> [Dataset content]:
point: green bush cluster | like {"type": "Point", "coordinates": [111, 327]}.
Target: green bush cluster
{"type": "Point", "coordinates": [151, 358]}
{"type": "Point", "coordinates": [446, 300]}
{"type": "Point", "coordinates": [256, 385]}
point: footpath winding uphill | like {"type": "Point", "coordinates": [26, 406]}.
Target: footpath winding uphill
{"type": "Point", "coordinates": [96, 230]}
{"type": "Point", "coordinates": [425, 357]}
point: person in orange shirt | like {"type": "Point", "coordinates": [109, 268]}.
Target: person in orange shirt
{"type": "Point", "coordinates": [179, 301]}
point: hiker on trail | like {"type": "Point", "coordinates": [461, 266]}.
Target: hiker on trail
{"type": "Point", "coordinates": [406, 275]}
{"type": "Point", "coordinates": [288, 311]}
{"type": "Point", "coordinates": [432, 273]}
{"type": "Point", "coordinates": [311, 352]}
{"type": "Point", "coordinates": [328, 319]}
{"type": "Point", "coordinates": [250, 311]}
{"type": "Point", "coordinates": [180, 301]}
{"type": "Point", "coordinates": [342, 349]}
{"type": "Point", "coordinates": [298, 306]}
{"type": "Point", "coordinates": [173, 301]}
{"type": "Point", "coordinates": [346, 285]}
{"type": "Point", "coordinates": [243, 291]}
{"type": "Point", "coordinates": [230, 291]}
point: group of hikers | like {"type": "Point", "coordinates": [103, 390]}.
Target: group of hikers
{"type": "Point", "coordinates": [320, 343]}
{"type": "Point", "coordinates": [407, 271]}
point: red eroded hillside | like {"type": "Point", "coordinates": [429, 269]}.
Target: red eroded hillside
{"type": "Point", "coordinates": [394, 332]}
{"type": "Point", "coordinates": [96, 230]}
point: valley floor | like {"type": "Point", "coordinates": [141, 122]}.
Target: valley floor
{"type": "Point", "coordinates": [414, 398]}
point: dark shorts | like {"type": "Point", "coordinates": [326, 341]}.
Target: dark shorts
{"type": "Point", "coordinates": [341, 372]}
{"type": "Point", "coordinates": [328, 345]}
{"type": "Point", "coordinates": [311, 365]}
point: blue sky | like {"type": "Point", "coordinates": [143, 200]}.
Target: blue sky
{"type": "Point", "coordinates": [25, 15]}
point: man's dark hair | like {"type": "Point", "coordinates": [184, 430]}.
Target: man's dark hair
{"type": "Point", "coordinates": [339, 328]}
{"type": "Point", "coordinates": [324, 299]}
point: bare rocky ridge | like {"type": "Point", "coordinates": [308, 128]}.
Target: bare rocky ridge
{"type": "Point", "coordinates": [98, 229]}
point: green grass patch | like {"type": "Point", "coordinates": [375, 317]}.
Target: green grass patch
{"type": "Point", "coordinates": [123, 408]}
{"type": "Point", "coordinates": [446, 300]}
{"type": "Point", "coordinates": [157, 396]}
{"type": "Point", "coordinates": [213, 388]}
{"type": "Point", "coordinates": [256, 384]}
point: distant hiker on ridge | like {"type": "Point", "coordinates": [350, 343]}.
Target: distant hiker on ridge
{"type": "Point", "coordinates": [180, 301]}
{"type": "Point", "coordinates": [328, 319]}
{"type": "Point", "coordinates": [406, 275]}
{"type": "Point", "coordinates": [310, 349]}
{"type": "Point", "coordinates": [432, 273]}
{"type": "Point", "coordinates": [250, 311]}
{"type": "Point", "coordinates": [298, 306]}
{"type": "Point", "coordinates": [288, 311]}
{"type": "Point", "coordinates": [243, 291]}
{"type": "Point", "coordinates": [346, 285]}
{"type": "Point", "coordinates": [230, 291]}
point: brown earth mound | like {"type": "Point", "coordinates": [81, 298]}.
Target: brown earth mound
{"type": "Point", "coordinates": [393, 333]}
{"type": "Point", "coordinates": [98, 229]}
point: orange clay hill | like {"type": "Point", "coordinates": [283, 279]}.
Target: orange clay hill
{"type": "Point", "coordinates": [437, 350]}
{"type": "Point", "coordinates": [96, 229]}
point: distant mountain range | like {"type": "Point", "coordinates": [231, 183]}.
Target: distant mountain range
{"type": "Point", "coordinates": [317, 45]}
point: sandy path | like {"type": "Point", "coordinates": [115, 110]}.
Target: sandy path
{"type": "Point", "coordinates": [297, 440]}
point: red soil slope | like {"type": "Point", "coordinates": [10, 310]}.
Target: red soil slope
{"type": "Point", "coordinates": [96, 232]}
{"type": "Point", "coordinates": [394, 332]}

--

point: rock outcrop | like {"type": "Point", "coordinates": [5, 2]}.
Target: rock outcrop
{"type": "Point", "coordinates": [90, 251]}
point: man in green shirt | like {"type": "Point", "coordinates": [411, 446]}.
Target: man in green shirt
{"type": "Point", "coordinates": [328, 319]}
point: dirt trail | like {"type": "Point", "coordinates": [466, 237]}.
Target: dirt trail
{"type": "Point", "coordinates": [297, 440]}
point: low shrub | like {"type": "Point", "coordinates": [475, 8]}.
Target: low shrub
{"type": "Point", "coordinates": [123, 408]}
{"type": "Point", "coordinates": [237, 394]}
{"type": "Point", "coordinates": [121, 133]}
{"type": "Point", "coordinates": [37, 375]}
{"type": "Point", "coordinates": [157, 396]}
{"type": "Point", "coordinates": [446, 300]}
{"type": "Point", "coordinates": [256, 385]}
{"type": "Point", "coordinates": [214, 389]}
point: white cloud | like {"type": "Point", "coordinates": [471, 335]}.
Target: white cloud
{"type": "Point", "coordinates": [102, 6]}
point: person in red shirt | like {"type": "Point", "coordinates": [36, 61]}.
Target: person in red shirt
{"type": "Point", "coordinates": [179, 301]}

> [Aim]:
Gather every line of the entries above that contains the word "ridge".

> [Correct answer]:
point: bare rocky ridge | like {"type": "Point", "coordinates": [308, 128]}.
Target: bare rocky ridge
point: distant hiker on ridge | like {"type": "Point", "coordinates": [350, 343]}.
Target: distant hiker on ridge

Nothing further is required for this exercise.